Data lines
= = = =

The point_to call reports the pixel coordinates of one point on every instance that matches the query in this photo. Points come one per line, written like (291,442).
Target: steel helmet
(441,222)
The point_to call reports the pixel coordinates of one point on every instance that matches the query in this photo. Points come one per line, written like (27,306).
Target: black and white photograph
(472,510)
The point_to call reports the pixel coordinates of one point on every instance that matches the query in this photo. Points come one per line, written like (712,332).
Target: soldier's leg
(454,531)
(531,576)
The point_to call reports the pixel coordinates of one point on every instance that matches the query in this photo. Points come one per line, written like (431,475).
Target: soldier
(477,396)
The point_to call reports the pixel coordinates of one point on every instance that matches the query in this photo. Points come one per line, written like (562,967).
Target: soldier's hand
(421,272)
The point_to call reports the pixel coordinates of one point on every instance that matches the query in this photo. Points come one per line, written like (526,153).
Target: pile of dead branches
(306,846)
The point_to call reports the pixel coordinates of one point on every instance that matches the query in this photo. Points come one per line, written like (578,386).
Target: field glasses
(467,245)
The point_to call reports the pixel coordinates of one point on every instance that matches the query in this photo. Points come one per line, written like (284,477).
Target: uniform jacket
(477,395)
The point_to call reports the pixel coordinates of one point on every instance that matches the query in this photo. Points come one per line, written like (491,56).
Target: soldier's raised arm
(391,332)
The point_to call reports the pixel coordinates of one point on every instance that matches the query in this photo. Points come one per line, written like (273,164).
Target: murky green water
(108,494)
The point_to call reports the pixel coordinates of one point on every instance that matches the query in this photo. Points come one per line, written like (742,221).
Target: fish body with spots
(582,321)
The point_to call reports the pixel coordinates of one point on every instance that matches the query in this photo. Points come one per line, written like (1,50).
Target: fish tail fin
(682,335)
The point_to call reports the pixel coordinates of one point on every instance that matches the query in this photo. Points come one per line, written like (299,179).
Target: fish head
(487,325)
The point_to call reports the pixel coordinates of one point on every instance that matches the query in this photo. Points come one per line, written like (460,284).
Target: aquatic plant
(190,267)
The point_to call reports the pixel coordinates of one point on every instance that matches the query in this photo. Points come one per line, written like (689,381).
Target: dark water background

= = = =

Task to complete
Please rewrite the items above, from the line holding "written like (284,477)." through the last item, inclusive, shifting each answer coordinate by adding 114 to both of its numbers. Leave the requests and their format samples unchanged.

Solution for this exercise
The point_to call reports the pixel coordinates of one point on every instance that matches the query in this photo. Points come one per line, written like (284,477).
Target: uniform jacket
(591,509)
The point_to call reports the pixel coordinates of one point on every instance that matches the query in this photo. Points come one per line, written like (491,56).
Target: soldier's raised arm
(505,446)
The point_to call reports the pixel coordinates of one point on every instance that matches the query in this photo. Points come one per line, written like (273,164).
Target: murky green water
(222,608)
The point_to call reports the pixel coordinates of one point on every instance that matches the query in this photo. Points come one per line, written like (742,221).
Target: fish body with spots
(696,435)
The point_to call reports the pixel coordinates of one point on every instance that matches the query in this photo. Points come one per line, written like (1,50).
Target: fish tail fin
(796,449)
The point_to call reports the pixel coordinates of one point on every instance that matches the query in this photo. Points come one per line, written like (299,179).
Target: fish head
(601,439)
The point_to call reports the pixel coordinates of one point on every instance that matches the query in this photo. Points come one per line, written like (460,284).
Target: aquatic plant
(304,381)
The point_to call reports the pixel coordinates of one point on every instance that matches the query in this photo. Points come one per line, written like (689,381).
Target: dark water background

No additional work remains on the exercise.